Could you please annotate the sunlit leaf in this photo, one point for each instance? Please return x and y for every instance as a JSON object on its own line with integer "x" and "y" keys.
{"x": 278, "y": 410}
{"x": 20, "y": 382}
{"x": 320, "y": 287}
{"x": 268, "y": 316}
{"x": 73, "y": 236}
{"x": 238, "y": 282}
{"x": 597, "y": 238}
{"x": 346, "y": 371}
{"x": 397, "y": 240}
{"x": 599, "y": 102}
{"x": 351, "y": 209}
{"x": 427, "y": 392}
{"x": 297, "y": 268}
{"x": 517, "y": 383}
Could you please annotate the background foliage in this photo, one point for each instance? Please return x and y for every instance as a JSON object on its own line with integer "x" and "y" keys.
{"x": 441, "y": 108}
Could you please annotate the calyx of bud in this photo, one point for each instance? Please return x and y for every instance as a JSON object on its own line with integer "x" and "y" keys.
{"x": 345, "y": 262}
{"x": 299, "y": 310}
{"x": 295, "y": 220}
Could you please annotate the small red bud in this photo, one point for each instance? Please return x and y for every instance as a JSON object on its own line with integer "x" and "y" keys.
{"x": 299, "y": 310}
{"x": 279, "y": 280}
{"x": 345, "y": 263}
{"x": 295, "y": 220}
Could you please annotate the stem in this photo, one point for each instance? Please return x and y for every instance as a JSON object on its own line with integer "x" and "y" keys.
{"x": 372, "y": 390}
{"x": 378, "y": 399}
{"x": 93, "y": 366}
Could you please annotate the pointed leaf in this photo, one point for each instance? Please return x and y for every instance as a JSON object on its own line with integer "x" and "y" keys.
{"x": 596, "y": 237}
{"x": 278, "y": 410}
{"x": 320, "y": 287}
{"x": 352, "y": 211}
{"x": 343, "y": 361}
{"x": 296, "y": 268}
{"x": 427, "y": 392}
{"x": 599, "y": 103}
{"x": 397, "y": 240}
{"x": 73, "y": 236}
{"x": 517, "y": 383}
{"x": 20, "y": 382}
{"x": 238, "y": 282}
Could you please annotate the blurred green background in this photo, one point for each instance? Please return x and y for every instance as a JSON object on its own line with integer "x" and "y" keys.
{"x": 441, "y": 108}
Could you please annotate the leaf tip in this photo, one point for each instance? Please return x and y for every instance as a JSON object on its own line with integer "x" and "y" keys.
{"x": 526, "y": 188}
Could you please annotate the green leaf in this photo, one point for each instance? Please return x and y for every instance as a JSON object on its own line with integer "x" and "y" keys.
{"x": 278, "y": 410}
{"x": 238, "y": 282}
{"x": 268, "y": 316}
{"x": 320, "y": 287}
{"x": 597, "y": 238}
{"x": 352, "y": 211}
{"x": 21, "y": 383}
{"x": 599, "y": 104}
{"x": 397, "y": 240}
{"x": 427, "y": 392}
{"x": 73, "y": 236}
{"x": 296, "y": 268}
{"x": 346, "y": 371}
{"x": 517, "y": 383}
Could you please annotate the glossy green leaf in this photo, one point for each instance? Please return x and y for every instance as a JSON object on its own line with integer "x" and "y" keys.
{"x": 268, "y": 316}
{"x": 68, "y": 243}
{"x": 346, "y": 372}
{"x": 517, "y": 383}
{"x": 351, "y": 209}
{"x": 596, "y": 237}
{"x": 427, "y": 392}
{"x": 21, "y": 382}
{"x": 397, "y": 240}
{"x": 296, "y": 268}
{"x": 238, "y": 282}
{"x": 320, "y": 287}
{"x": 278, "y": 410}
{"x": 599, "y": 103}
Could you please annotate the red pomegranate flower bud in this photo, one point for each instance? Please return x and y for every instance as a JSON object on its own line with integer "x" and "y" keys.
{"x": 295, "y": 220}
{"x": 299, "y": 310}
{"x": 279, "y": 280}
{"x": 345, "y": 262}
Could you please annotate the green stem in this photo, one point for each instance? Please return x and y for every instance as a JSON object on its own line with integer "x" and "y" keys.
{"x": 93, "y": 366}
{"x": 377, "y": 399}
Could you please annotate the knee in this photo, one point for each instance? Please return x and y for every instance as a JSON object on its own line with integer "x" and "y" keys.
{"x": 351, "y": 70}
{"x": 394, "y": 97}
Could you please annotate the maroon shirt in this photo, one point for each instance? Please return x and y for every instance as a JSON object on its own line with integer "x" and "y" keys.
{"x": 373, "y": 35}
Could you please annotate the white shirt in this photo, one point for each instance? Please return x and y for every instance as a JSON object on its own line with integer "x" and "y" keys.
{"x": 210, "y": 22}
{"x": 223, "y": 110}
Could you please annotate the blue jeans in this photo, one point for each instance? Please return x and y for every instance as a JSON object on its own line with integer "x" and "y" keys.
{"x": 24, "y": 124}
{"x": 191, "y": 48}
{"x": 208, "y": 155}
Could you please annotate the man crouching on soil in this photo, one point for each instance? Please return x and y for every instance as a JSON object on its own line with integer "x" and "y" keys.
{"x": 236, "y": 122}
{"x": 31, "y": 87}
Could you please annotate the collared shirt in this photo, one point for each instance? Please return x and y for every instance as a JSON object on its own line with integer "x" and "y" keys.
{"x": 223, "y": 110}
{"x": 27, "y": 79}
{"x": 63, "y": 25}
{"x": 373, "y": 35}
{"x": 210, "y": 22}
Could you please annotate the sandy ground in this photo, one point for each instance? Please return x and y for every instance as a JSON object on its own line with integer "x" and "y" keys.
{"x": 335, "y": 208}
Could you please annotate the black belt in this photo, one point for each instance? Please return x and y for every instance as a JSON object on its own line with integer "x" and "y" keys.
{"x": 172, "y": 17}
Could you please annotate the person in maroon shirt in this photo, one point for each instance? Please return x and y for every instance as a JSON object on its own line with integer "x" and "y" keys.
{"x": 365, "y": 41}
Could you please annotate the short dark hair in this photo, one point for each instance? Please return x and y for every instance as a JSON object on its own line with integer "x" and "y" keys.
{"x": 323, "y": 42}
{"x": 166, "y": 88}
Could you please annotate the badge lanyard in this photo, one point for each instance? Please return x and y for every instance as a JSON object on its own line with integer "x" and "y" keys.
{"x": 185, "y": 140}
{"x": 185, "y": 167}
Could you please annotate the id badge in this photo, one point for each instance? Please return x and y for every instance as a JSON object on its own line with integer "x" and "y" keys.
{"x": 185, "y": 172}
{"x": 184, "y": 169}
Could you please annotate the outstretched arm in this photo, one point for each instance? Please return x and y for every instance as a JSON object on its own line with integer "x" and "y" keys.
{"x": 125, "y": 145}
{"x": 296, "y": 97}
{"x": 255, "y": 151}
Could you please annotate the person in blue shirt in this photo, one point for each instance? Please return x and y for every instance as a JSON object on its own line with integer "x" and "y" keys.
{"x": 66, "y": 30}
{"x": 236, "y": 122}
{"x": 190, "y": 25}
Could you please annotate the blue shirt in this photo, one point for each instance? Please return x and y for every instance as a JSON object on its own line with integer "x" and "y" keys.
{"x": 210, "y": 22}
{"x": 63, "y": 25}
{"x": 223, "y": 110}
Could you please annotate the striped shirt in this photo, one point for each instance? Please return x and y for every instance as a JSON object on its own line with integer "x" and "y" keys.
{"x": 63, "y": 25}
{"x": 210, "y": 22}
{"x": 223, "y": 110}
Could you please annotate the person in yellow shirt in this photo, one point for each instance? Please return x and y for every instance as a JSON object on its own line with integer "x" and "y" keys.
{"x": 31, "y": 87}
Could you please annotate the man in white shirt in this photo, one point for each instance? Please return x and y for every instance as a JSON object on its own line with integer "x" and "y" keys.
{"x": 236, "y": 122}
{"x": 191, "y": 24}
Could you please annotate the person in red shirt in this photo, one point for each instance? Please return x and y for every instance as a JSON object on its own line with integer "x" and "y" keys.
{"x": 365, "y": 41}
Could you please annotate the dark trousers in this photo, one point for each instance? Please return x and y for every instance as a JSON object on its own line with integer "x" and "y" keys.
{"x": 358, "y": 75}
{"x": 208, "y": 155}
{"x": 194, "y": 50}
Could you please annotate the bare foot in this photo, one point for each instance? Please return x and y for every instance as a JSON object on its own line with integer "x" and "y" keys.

++++

- [EXERCISE TASK] Output the lines from the line containing "Could you please annotate the outstretched" to the end, both included; add nothing.

- [RESPONSE TO THIS EXERCISE]
Could you please annotate the outstretched arm in this photo, one point for each instance? Please return x and y for every instance as a JSON object on its own line with integer "x" and "y" keys.
{"x": 125, "y": 145}
{"x": 296, "y": 97}
{"x": 255, "y": 151}
Could you please annotate the person in blue shirt in this photo, one point for each instance? Please return x and y for every instance as a JSON object on its own line with integer "x" and "y" keys.
{"x": 66, "y": 30}
{"x": 236, "y": 122}
{"x": 190, "y": 25}
Could you please annotate the blue shirt in this photo, one point for each instance? Please return x and y for every instance as a JSON object on its own line with integer "x" and "y" keys.
{"x": 210, "y": 22}
{"x": 63, "y": 25}
{"x": 223, "y": 110}
Could you please annotate the striped shirt in this photo, one point for each instance? Please return x and y for every instance as a JSON object on its own line with integer "x" and "y" keys.
{"x": 63, "y": 25}
{"x": 210, "y": 22}
{"x": 223, "y": 110}
Could you please annotate the person in yellow shirt in this photo, one point for each instance? Please return x and y for every instance as a JSON object on its own line with integer "x" and "y" keys.
{"x": 31, "y": 87}
Could you please annotate the man in white shirt in this photo, one point for each instance? Please return x and y for every instance as a JSON object on its own line with integer "x" and "y" keys.
{"x": 236, "y": 122}
{"x": 191, "y": 24}
Could you please annotate the person in red shirt in this photo, one point for each instance? Please return x and y for every instance as a JSON object on its own line with integer "x" and "y" keys.
{"x": 365, "y": 41}
Could you please annotate the dark trousers in this photo, one point for each instance? Please return x and y for every instance as a JSON object on its own line with integer "x" and "y" keys.
{"x": 358, "y": 75}
{"x": 208, "y": 155}
{"x": 194, "y": 50}
Could you please annotate the bare foot in this photo, one point for each instance? Please return x and y for every instance as a JSON object on its own line with integer "x" and "y" keys.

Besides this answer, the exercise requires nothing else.